» **Задания для выполнения**
1. Объясните, опираясь на текст о росписях этрусских гробниц, почему гробница в Тарквинии называется гробницей Львиц.
2. Выпишите из текста о росписях этрусских гробниц отрывок от слов «То же соединение» до слов «Фуфлунс — этрусский Дионис.» включительно.
3. Какой этрусский город, согласно тексту о росписях этрусских гробниц, был единственным, выходившим на морское побережье?

» **Текст для чтения**
◆ ◆ ◆

То же соединение глубоко архаич­ного и нового в росписях этрусских гробниц — одной из замечательных страниц в истории древнего искусства. Они открывают богатую картину по­тустороннего мира: здесь возлежат пирующие, наслаждаясь вечным праздником жизни, ловят рыбу и охотятся, занимаются спортом, состя­заются в беге, борьбе. Здесь же по­является и бог, которого этруски, подобно грекам, наделяют особой властью даровать бессмертие. Это Фуфлунс — этрусский Дионис.

Мы видим его в гробнице Львиц в Тарквинии — городе, особенно про­славленном своими погребальными фресками. Дионис-Фуфлунс появляется не в человеческом образе, а в виде огромного кратера, изображен­ного прямо в центре торцовой сте­ны,— главной в системе росписи гроб­ницы. По сторонам его, как гении-охранители, стоят музыканты с флей­той и лирой — инструментами скорби и радости, жизни и смерти. То и дру­гое сливается в образе божества вина и винограда: оно и ежегодно умирает, и ежегодно возрождается.

В верхнем ярусе росписи тот же Дионис-Фуфлунс представлен в виде столба-фетиша, которому поклоняют­ся львицы (отсюда название гробни­цы). Сцена имеет геральдический ха­рактер и, в отличие от предыдущей, которую можно было встретить и у греков, родственна таким древним религиозным композициям, как «Льви­ные ворота» в Микенах. Очень древ­няя и схема членения росписи ком­наты на три части, связанные с зем­ным, подземным и небесным миром. В земной — чествуют божество и са­ми приобщаются к богам. В небес­ной — смерть дает начало новому рождению: шахматный орнамент был символом подземного неба, где все умершее возрождалось. Подземная сфера представлена морем, в волны которого ныряют дельфины. Море — древний средиземноморский образ стихии, праматери всего сущего. Эт­руски, давно ставшие в Италии зем­ледельцами и скотоводами (ни один их город, кроме Популонии, не выхо­дил на морское побережье), сохра­няют миф о море как первоначале мира.

◆ ◆ ◆

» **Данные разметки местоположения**
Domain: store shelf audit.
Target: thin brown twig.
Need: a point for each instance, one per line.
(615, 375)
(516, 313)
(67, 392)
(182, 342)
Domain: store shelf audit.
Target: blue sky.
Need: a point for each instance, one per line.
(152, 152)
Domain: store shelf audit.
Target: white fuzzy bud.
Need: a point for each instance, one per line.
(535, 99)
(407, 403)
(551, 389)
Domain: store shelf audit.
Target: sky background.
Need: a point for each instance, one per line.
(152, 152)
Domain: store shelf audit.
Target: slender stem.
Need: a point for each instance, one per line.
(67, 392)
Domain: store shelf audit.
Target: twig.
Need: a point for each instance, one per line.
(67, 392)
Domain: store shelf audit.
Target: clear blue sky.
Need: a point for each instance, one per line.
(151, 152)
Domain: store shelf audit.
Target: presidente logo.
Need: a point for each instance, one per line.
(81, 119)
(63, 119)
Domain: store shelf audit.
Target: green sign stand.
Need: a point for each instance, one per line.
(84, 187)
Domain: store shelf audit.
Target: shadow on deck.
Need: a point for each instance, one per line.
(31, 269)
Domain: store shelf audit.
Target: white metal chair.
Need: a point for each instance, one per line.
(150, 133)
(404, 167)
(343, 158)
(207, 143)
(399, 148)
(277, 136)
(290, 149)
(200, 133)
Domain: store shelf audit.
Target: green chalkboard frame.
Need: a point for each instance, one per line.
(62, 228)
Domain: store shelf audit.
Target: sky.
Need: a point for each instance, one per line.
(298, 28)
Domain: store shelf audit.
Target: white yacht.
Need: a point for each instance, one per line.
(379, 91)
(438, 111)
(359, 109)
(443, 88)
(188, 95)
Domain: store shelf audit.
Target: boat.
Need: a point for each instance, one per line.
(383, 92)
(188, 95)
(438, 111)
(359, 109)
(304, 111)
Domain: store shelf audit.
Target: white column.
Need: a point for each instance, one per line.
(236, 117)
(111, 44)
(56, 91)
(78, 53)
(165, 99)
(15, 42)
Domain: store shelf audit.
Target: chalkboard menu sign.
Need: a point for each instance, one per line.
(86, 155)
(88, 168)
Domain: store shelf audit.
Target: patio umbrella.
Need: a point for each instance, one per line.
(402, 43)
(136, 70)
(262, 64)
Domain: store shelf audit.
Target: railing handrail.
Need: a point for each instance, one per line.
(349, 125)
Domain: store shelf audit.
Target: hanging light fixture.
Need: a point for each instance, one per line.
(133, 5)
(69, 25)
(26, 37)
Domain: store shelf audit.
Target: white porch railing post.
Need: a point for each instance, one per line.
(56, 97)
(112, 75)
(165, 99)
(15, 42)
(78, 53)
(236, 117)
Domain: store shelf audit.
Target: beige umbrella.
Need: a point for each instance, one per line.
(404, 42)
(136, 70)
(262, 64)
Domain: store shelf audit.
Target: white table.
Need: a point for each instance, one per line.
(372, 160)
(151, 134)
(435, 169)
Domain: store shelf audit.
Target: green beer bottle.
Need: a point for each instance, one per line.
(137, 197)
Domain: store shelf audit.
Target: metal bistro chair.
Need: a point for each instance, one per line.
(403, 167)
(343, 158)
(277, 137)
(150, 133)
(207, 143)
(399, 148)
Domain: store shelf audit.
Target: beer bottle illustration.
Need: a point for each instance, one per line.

◆ ◆ ◆

» **Полные ответы**
1. В верхнем ярусе росписи этой гробницы Дионис-Фуфлунс изображен в виде столба-фетиша. Ему поклоняются львицы, и от них гробница получила свое название.

2.
То же соединение глубоко архаич­ного и нового в росписях этрусских гробниц — одной из замечательных страниц в истории древнего искусства. Они открывают богатую картину по­тустороннего мира: здесь возлежат пирующие, наслаждаясь вечным праздником жизни, ловят рыбу и охотятся, занимаются спортом, состя­заются в беге, борьбе. Здесь же по­является и бог, которого этруски, подобно грекам, наделяют особой властью даровать бессмертие. Это Фуфлунс — этрусский Дионис.

3. Популония.